**What the task asks**: Summarize the La Bruyère passage on rational creatures in two sentences.

**Given text**:
Thursday, December 26, 2019

 

Rational Creatures

Jean de La Bruyère (1645-1696), Characters XIII.119 (tr. Henri van Laun):
"Man is a rational creature" is continually dinned in my ears. Who gave you this appellation? Did the wolves, or the lions, or the monkeys do so, or did you take it yourselves? It is already very ridiculous that you should bestow on animals, your fellow-creatures, all the bad epithets, and take the best for yourselves; leave it to them to give names, and you will see that they will not forget themselves, and how you will be treated.

I do not mention, O men, your frivolities, your follies and caprices, which place you lower than the mole or the tortoise, who wisely move along quietly and follow invariably their own natural instinct; but listen to me for a moment: You say of a goshawk if it be very swift-winged and swoops well down on a partridge, that it is a good bird; of a grey-hound following a hare very close and catching it, that it is a first-rate dog; it is also quite right that you should say of a man who hunts the wild boar, brings it to bay, walks up to it and kills it with a spear, that he is a courageous man.

But if you see two dogs barking at each other, provoke, bite, and tear one another to pieces, you say they are foolish creatures, and take a stick to part them. If any one should come and tell you that all the cats of a large country met in a plain in their thousands and tens of thousands, and that after they had squalled to their hearts' content they had fallen upon each other tooth and nail; that about ten thousand of them had been left dead on the spot and infected the air for ten leagues round with their evil- smelling carcasses; would you not say that it was the most disgraceful row you ever heard? And if the wolves acted in the same way, what a butchery would there be, and what howls would be heard!

Now, if these two kind of animals were to tell you they love glory, would you come to the conclusion that this glory consists in their meeting together in such a way to destroy and annihilate their own species; and if you have come to such a conclusion, would you not laugh heartily at the folly of these poor animals?

Like rational creatures, and to distinguish yourselves from those which only make use of their teeth and claws, you have invented spears, pikes, darts, sabres, and scimitars, and, in my opinion, very judiciously; for what could you have done to one another merely with your hands, except tearing your hair, scratching your faces, and, at best, gouging one another's eyes out; whilst now you are provided with convenient instruments for making large wounds and for letting out the utmost drop of your blood, without there being any fear of your remaining alive? But as you grow more rational from year to year, you have greatly improved the old fashion of destroying yourselves; you use certain little globes which kill at once, if they but hit you on the head or chest; you have other globes, heavier and more massive, which cleverly cut you in two or disembowel you, without counting those falling on your roof, breaking through the floors from the garret to the cellar, which they destroy, and blowing up your wife who is lying-in, and the child, the nurse, and the house as well. And yet this is glory, which delights in all this hurly-burly and mighty hubbub!

**Material supplied**:
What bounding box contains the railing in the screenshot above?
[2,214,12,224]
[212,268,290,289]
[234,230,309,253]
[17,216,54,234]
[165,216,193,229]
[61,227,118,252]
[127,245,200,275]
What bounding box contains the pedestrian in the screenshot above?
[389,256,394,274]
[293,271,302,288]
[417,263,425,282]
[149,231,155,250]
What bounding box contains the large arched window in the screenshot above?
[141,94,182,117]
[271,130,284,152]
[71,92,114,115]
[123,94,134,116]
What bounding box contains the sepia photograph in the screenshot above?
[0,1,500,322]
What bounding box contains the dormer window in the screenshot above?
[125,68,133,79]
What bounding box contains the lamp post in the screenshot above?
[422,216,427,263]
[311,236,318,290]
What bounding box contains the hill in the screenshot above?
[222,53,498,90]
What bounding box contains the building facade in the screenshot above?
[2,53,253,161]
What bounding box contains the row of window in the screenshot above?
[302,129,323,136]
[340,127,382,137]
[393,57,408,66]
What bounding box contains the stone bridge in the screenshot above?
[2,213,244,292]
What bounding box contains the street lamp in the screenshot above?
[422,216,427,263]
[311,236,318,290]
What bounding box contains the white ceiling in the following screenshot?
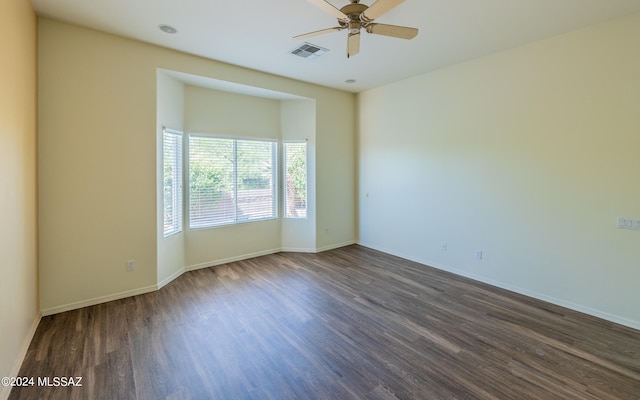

---

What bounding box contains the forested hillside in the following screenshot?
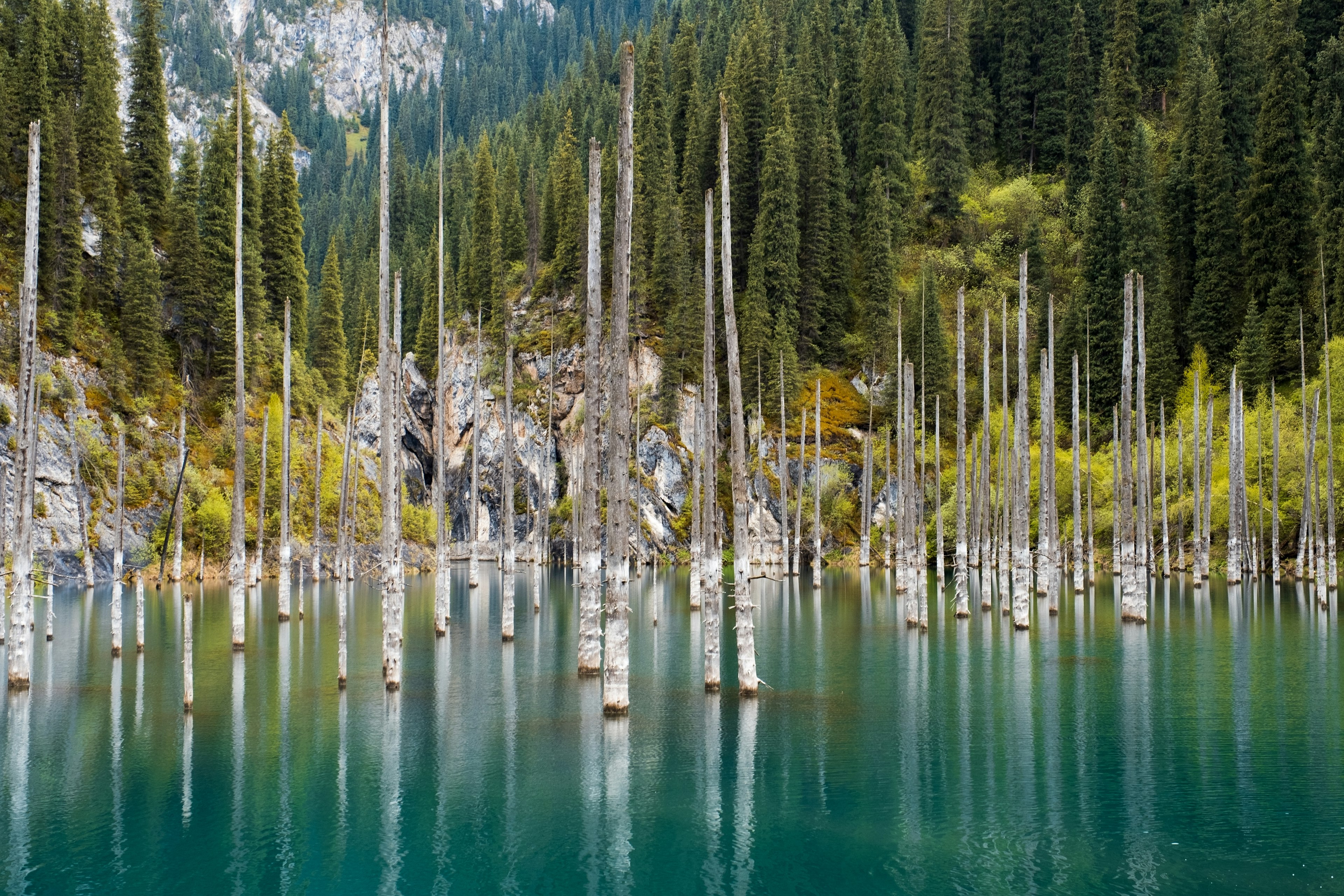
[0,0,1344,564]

**Final answer**: The passage mocks humans for calling themselves rational creatures while giving animals all the bad epithets, and it notes that people call dogs foolish and a mass fight among cats disgraceful when those animals tear each other apart. Yet humans have invented spears, sabres and ever more destructive globes to kill their own kind, and they call this slaughter glory.